# Your goal
Take the line that contains "Indicate one point for each instance of the yellow" and every line after it in the material below, and quote them exactly.

(Stored entries)

########################################

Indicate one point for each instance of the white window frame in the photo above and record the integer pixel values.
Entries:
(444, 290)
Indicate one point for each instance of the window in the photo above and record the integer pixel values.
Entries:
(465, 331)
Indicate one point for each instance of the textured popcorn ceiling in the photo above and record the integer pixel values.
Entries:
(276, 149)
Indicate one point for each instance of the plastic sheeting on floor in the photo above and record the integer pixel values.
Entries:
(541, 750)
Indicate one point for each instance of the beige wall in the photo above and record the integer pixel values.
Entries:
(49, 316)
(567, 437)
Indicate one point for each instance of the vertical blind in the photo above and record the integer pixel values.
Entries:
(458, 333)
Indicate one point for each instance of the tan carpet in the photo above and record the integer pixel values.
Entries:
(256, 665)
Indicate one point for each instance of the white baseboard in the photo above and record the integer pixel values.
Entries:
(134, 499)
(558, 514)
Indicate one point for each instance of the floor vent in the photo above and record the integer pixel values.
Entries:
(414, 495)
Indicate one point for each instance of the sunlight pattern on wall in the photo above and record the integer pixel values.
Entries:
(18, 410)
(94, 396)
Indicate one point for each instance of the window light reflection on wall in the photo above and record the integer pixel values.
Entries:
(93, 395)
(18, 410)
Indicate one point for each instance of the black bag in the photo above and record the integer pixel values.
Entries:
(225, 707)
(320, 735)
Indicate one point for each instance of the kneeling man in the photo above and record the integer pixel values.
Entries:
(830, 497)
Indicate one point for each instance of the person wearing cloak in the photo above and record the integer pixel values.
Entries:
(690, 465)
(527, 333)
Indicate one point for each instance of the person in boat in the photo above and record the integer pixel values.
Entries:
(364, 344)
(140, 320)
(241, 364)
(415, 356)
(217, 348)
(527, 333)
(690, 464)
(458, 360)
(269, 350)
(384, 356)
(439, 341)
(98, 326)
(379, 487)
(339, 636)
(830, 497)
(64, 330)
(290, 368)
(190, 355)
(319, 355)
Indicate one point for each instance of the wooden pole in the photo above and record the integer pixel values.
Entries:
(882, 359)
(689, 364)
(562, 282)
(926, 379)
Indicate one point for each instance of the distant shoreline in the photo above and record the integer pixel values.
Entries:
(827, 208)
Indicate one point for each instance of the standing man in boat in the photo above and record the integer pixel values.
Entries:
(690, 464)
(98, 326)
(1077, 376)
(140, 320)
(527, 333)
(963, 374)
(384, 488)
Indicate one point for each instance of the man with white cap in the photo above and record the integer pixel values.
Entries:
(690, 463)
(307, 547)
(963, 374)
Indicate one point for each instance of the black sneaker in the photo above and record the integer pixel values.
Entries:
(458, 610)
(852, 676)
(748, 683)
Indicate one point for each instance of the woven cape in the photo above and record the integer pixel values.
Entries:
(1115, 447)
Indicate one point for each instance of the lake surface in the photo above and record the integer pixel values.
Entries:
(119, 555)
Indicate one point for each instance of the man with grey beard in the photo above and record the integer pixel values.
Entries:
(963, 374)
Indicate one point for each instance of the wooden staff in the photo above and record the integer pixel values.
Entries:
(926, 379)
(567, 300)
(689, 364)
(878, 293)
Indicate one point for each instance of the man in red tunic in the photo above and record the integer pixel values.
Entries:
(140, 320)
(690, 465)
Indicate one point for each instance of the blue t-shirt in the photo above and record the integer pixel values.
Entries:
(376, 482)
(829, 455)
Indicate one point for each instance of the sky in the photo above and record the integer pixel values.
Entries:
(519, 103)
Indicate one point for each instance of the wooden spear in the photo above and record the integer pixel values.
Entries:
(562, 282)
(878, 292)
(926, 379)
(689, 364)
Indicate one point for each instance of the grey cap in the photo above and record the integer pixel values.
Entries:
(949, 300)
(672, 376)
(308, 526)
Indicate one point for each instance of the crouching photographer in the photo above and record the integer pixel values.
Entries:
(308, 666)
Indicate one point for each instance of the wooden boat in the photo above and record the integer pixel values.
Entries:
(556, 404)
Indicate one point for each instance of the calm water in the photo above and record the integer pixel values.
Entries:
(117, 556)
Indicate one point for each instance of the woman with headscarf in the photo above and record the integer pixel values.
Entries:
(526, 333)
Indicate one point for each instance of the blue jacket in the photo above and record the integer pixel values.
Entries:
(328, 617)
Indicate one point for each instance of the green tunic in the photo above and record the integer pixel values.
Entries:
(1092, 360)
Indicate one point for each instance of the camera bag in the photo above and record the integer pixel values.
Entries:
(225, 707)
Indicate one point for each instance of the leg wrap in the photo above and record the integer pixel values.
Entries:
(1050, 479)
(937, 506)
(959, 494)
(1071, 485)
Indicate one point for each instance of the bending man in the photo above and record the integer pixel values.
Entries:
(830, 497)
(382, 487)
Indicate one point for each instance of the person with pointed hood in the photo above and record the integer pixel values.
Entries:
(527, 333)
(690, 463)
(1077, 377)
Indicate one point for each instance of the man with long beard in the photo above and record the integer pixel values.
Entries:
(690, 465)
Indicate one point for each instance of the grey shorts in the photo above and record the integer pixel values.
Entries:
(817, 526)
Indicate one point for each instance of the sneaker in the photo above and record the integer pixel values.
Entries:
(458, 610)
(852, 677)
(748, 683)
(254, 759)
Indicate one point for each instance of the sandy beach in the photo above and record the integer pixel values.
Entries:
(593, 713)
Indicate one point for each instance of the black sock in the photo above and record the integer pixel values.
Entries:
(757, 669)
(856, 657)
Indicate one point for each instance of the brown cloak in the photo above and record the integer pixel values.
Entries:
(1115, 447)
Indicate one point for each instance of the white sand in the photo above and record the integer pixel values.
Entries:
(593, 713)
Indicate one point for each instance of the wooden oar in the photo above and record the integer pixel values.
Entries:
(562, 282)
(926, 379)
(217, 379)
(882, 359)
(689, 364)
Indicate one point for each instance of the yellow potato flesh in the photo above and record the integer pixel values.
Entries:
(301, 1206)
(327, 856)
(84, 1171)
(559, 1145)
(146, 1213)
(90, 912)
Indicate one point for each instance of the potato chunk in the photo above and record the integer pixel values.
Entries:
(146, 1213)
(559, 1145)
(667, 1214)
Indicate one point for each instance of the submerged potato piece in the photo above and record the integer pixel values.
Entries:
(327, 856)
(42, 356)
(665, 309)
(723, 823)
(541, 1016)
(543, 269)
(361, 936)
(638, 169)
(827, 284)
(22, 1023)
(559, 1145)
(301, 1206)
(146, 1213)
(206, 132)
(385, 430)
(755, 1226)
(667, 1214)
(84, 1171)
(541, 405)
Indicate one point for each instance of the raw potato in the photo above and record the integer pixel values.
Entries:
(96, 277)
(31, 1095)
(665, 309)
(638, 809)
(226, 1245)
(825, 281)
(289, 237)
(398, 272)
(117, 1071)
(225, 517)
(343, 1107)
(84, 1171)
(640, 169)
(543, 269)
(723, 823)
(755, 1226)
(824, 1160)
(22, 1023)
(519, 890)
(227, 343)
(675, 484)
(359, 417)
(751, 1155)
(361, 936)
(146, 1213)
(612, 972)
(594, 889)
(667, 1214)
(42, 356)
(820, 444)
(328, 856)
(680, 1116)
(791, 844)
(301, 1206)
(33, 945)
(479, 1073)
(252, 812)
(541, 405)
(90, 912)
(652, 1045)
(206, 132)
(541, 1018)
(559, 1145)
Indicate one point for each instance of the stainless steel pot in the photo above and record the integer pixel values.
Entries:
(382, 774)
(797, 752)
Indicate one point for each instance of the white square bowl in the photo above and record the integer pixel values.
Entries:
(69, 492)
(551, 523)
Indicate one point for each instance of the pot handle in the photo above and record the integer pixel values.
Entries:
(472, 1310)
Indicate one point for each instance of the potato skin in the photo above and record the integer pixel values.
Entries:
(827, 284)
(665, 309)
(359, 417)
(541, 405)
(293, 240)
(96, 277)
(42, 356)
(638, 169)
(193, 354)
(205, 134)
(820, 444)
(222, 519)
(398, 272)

########################################

# The result
Indicate one point for each instance of the yellow potato flesh in the photo above and record the integer pixel values.
Entries:
(301, 1206)
(327, 856)
(84, 1171)
(559, 1145)
(146, 1213)
(90, 912)
Indicate one point for each instance of the potato chunk in the photo above and record the integer pixel values.
Entries:
(146, 1213)
(559, 1145)
(667, 1214)
Indicate one point for each instance of the submerged potato piece in the photo above and record the integer pixel values.
Entries:
(327, 856)
(42, 356)
(665, 309)
(723, 823)
(541, 1016)
(543, 269)
(361, 936)
(638, 169)
(827, 284)
(22, 1023)
(559, 1145)
(301, 1206)
(146, 1213)
(206, 132)
(385, 430)
(755, 1226)
(667, 1214)
(84, 1171)
(541, 405)
Indicate one point for each instance of the raw potato in the photo above and record the integer pixel values.
Entries:
(96, 277)
(31, 1095)
(665, 309)
(638, 809)
(226, 1245)
(825, 281)
(289, 237)
(398, 272)
(117, 1071)
(225, 517)
(343, 1107)
(84, 1171)
(640, 169)
(543, 269)
(723, 823)
(755, 1226)
(824, 1160)
(22, 1023)
(519, 890)
(227, 343)
(675, 484)
(359, 417)
(751, 1155)
(361, 936)
(146, 1213)
(612, 972)
(594, 889)
(667, 1214)
(42, 356)
(820, 444)
(328, 856)
(680, 1116)
(791, 844)
(301, 1206)
(33, 945)
(479, 1073)
(252, 812)
(541, 405)
(90, 912)
(652, 1045)
(206, 132)
(541, 1018)
(559, 1145)
Indicate one point for each instance of the stainless steel pot in the photo above and record the integer pixel values.
Entries:
(382, 774)
(797, 752)
Indicate one point for each instance of the white square bowl in the photo above and record the integer pixel values.
Entries:
(69, 492)
(551, 523)
Indicate one point for each instance of the pot handle in the photo above and record the integer pixel values.
Entries:
(472, 1310)
Indicate one point for each instance of the potato skin in the photo above and record the integer pixel values.
Entries:
(827, 284)
(665, 309)
(359, 417)
(541, 405)
(293, 240)
(96, 277)
(42, 356)
(638, 169)
(193, 354)
(205, 134)
(820, 444)
(222, 519)
(398, 272)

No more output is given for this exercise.